ESTRATTO FORNITO >>
Non c’è stato alcun tentativo di connettersi alla spinta che si esprimeva fra i lavoratori, né per dare indicazioni sul campo, né per raccoglierla e porla come elemento di battaglia pubblica nell’organizzazione sindacale. Non si è neppure cercato di elaborare parole d’ordine e proposte di iniziativa all’altezza della situazione.
Nel ristretto gruppo dirigente della minoranza ha prevalso, una volta di più, uno sterile metodo autoreferenziale, una critica verbosa ma in realtà smobilitante, incapace di andare oltre una testimonianza passiva.
Si tratta di limiti strutturali, che derivano dalla completa sfiducia nei confronti della classe lavoratrice che caratterizza le correnti politiche egemoni nella minoranza, in questo indistinguibili dalla visione che guida la maggioranza della Cgil.
Il fatto che neppure una situazione come quella attuale sia sufficiente a scuotere questa passività significa che la crisi è irreversibile, più di qualsiasi errore specifico che possa essere stato commesso in passato dai dirigenti dell’opposizione in Cgil. Per quei settori della minoranza che ancora mantengono un rapporto vitale coi lavoratori si pone l’esigenza di un bilancio realistico di quanto quest’area ha, o meglio non ha, saputo mettere in campo in un momento tanto cruciale.
Da parte nostra, non rinunciamo alla nostra battaglia. Proprio perché riconosciamo la forza che i lavoratori hanno saputo spontaneamente mettere in campo, riteniamo indispensabile che questa venga connessa a una sistematica battaglia per un cambiamento radicale di linea anche nella Cgil, battaglia che anche allo scorso congresso abbiamo condotto con convinzione come parte della mozione alternativa.
Per questo motivo promuoviamo a partire da questa assemblea la costituzione di una nuova area sindacale che si fondi sulla volontà di non rimuovere né tradire quella volontà di lotta espressa in marzo, e che ad essa si richiami anche nel nome.

SEGMENTO DI DATI >>
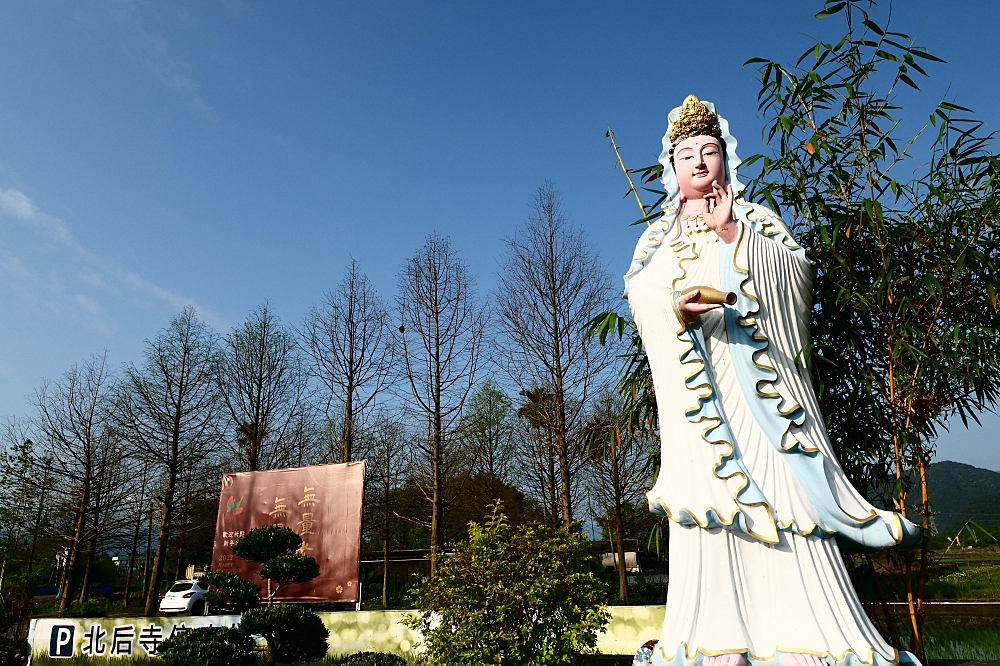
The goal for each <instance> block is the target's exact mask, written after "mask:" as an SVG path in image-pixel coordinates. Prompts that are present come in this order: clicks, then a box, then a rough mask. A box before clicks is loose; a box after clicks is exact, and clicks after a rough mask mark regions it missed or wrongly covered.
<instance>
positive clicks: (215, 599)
mask: <svg viewBox="0 0 1000 666" xmlns="http://www.w3.org/2000/svg"><path fill="white" fill-rule="evenodd" d="M200 582H201V584H202V586H203V587H204V586H209V587H212V588H216V589H210V590H209V591H208V592H206V593H205V602H206V603H207V604H208V609H209V612H213V611H219V610H222V609H231V610H232V611H233V612H235V613H243V612H244V611H246V610H248V609H250V608H253V607H254V606H256V605H258V604H260V585H257V584H256V583H251V582H250V581H248V580H245V579H243V578H241V577H240V576H237V575H236V574H234V573H233V572H231V571H208V572H205V573H204V574H202V576H201V579H200Z"/></svg>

OBIETTIVO DEL COMPITO >>
Riprendi per favore il testo sulla minoranza della Cgil e sulla nuova area sindacale, proseguendolo dopo la sua ultima frase.

LA RISPOSTA >>
Al centro di questa iniziativa poniamo la necessità di una piattaforma radicalmente diversa da quanto emerge dai gruppi dirigenti. Il punto centrale non deve essere la cogestione e la collaborazione di classe, bensì lo sviluppo del controllo e del potere dei lavoratori nelle aziende e fuori; la loro organizzazione democratica nei luoghi di lavoro e nel sindacato. Su queste basi non ci sottrarremo da convergere con tutti coloro che capiscono la necessità di condurre
questa battaglia.
Di fronte al cataclisma della crisi dobbiamo porre al centro non il sostegno alle imprese, bensì la necessità di espropriare e nazionalizzare ogni azienda che chiuda, delocalizzi, licenzi, inquini. Le decine di miliardi di cui si discute in queste settimane non devono finire in mano a una classe padronale sempre più parassitaria e irresponsabile, ma devono essere la base per rilanciare queste imprese sotto il controllo e la gestione dei lavoratori.
Allo stesso modo lottiamo per riportare nel pubblico i servizi privatizzati, dalla sanità all’istruzione, per un effettivo rilancio della sanità (anche di fronte ai rischi di nuove ondate della pandemia) sotto il controllo democratico del personale sanitario e degli utenti, per una generale riconversione dell’economia in direzione dei bisogni sociali e ambientali della grande maggioranza. Una prospettiva che diventare realistica solo togliendo il potere economico e politico alla classe dominante.
Anche se questa prospettiva va ben al di là della sola battaglia sindacale, è indispensabile che il sindacato, organizzazione basilare dei lavoratori e delle lavoratrici, ne venga pienamente investito e assuma la parte che gli compete di fronte ai giganteschi compiti che la crisi mondiale del sistema capitalista sta ponendo di fronte alla classe lavoratrice in Italia e a livello internazionale.